MANILA (Reuters) - Corazon Aquino of the Philippines, whose ouster of one of the 20th Century's most corrupt dictators made her a global icon of democracy, died on Saturday after a 16-month battle against colon cancer. She was 76.
Her family announced she died in the early hours of Saturday, shortly after a private mass was held in her hospital room. All five children were at her bedside when the end came.
"Our mother peacefully passed away at 3:18 a.m. of cardio-respiratory arrest," her son, Senator Benigno Aquino Jr., told reporters.
"She would have wanted us to thank each and every one of you for all the prayers and your continuous love and support. It was her wish for all of us to pray for one another and for our country."
Aquino, known as Cory to millions of Filipinos, was president from 1986 to 1992. But she is remembered, more than two decades after the fact, as the slim woman in yellow who led the "People Power" revolution that toppled dictator Ferdinand Marcos.

==============================

(What you will do)
- A) Could you duplicate the part of the report on Corazon Aquino's death that opens with the words containing "Her family announced" and closes with "the end came."?
- B) Can you write the next part of the report on Corazon Aquino's death, picking up after its final sentence?

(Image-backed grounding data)
==============================

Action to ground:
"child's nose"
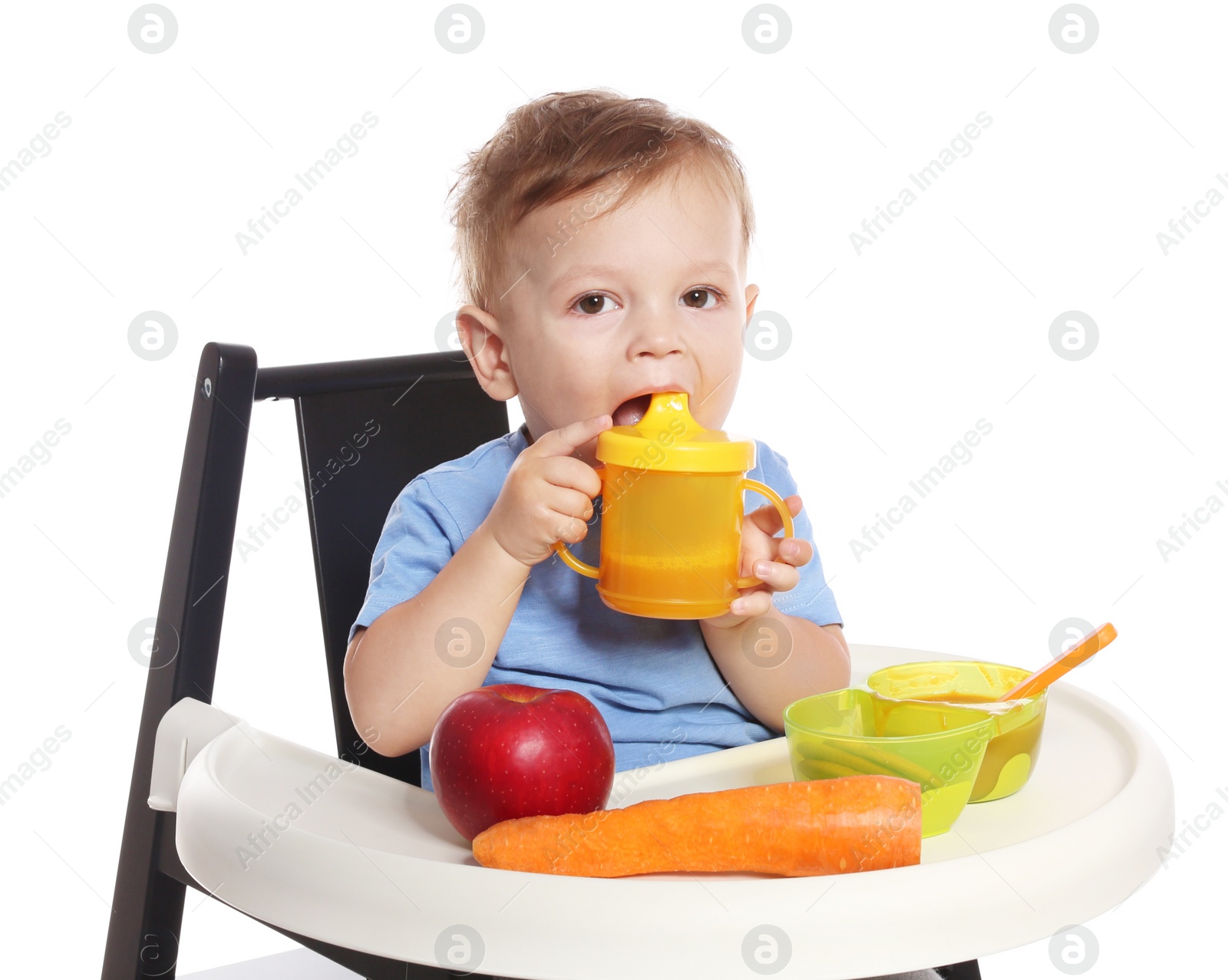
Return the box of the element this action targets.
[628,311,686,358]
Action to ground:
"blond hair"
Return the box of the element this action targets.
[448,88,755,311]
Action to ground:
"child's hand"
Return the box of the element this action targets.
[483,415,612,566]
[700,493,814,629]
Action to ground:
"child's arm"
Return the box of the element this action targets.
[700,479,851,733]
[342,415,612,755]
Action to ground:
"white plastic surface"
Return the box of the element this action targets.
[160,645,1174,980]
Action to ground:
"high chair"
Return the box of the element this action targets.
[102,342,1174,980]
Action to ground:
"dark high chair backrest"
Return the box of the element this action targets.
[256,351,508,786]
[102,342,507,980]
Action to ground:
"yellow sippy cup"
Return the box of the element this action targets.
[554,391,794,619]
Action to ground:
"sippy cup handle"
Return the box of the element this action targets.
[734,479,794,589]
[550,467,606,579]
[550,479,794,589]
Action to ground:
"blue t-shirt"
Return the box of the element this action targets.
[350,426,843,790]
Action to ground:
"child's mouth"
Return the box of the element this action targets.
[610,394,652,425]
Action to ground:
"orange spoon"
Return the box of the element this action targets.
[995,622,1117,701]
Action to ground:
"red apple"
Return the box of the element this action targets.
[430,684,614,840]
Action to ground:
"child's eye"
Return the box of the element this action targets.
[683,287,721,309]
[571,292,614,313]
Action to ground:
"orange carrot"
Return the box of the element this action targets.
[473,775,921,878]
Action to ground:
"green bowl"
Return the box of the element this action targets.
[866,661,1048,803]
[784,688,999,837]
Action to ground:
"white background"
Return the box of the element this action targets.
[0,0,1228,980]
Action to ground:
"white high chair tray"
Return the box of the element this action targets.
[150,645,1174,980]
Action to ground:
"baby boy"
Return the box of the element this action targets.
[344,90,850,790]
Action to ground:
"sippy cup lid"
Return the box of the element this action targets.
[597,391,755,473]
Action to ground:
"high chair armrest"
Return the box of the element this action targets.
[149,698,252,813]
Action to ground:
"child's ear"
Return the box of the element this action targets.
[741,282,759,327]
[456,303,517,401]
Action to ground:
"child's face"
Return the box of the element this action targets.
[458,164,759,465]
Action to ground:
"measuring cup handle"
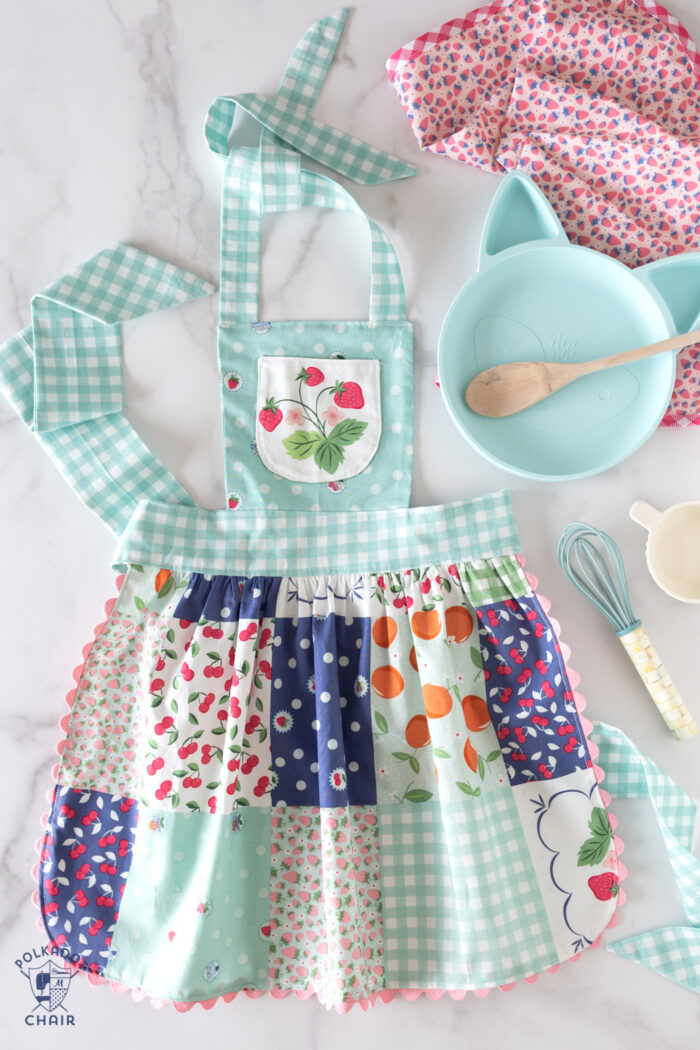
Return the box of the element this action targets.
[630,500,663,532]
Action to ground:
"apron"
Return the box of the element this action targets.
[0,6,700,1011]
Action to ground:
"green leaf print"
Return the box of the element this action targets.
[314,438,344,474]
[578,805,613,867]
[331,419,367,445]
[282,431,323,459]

==============================

(Answers to each task)
- A)
Her family announced she died in the early hours of Saturday, shortly after a private mass was held in her hospital room. All five children were at her bedside when the end came.

- B)
The tumultuous events of those weeks in 1986, which came to a head when up to 1 million people waving rosaries and flowers stopped Marcos' tanks advancing toward Aquino-backed army rebels, became a fairy-tale revolution that gripped the world.
When a bewildered Marcos and his wife Imelda fled the nation, it set a stirring precedent for dissidents everywhere, from South Africa to South America to Pakistan. Aquino was hailed as a modern-day Joan of Arc.
As news of Aquino's death spread, hundreds of people began visiting her home and the EDSA shrine where her 1986 revolution culminated, leaving flowers and lighting candles. Many tied yellow ribbons to their cars, and on trees near her home.